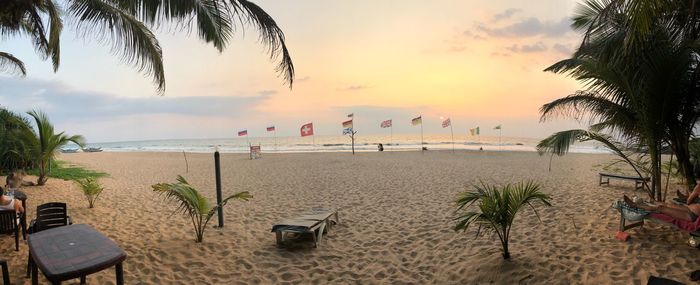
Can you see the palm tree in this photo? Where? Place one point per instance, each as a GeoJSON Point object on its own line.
{"type": "Point", "coordinates": [125, 24]}
{"type": "Point", "coordinates": [498, 207]}
{"type": "Point", "coordinates": [10, 64]}
{"type": "Point", "coordinates": [636, 93]}
{"type": "Point", "coordinates": [15, 141]}
{"type": "Point", "coordinates": [193, 204]}
{"type": "Point", "coordinates": [46, 144]}
{"type": "Point", "coordinates": [639, 22]}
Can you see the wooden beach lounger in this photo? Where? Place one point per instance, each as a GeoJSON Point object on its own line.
{"type": "Point", "coordinates": [693, 228]}
{"type": "Point", "coordinates": [638, 181]}
{"type": "Point", "coordinates": [315, 222]}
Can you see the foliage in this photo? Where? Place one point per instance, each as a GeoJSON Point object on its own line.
{"type": "Point", "coordinates": [46, 143]}
{"type": "Point", "coordinates": [639, 89]}
{"type": "Point", "coordinates": [498, 207]}
{"type": "Point", "coordinates": [91, 188]}
{"type": "Point", "coordinates": [193, 204]}
{"type": "Point", "coordinates": [126, 25]}
{"type": "Point", "coordinates": [15, 141]}
{"type": "Point", "coordinates": [66, 171]}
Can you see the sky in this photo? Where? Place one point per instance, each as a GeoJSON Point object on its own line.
{"type": "Point", "coordinates": [479, 62]}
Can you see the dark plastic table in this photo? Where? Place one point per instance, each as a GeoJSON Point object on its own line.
{"type": "Point", "coordinates": [73, 251]}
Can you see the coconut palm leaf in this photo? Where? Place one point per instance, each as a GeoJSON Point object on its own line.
{"type": "Point", "coordinates": [194, 205]}
{"type": "Point", "coordinates": [130, 38]}
{"type": "Point", "coordinates": [45, 143]}
{"type": "Point", "coordinates": [11, 64]}
{"type": "Point", "coordinates": [498, 207]}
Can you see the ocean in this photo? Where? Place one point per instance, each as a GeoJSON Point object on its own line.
{"type": "Point", "coordinates": [363, 143]}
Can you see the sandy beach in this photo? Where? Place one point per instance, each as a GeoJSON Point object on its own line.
{"type": "Point", "coordinates": [396, 211]}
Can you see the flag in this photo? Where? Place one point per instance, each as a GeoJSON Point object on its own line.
{"type": "Point", "coordinates": [307, 130]}
{"type": "Point", "coordinates": [446, 123]}
{"type": "Point", "coordinates": [474, 131]}
{"type": "Point", "coordinates": [417, 121]}
{"type": "Point", "coordinates": [386, 124]}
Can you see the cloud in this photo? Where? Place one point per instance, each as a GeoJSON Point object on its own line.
= = =
Set down exactly what runs from the line with "Can you see the coconut" to the last line of the data above, including both of those lines and no others.

Can you see the coconut palm leaf in this photo? Where? Place one point per instance, each as a GeoJSON Point object on its own line.
{"type": "Point", "coordinates": [194, 205]}
{"type": "Point", "coordinates": [130, 38]}
{"type": "Point", "coordinates": [45, 143]}
{"type": "Point", "coordinates": [11, 64]}
{"type": "Point", "coordinates": [498, 207]}
Can you see the ocean in this photo? Where? Place one point per instance, each as a GeoJSON Point object on its own line.
{"type": "Point", "coordinates": [363, 143]}
Can you see the sandy beach in this photo? Where? Place one point per instance, each as a GeoJSON Point object on its own line.
{"type": "Point", "coordinates": [396, 211]}
Can you see the flag in this photo? Where? Place one point per instance, each as a GeoJSON Point object on its own line.
{"type": "Point", "coordinates": [307, 130]}
{"type": "Point", "coordinates": [446, 123]}
{"type": "Point", "coordinates": [474, 131]}
{"type": "Point", "coordinates": [417, 121]}
{"type": "Point", "coordinates": [386, 124]}
Can you see the cloud in this photo? Where? Place one point per instance, each as a GeoJSON Point object on its own line.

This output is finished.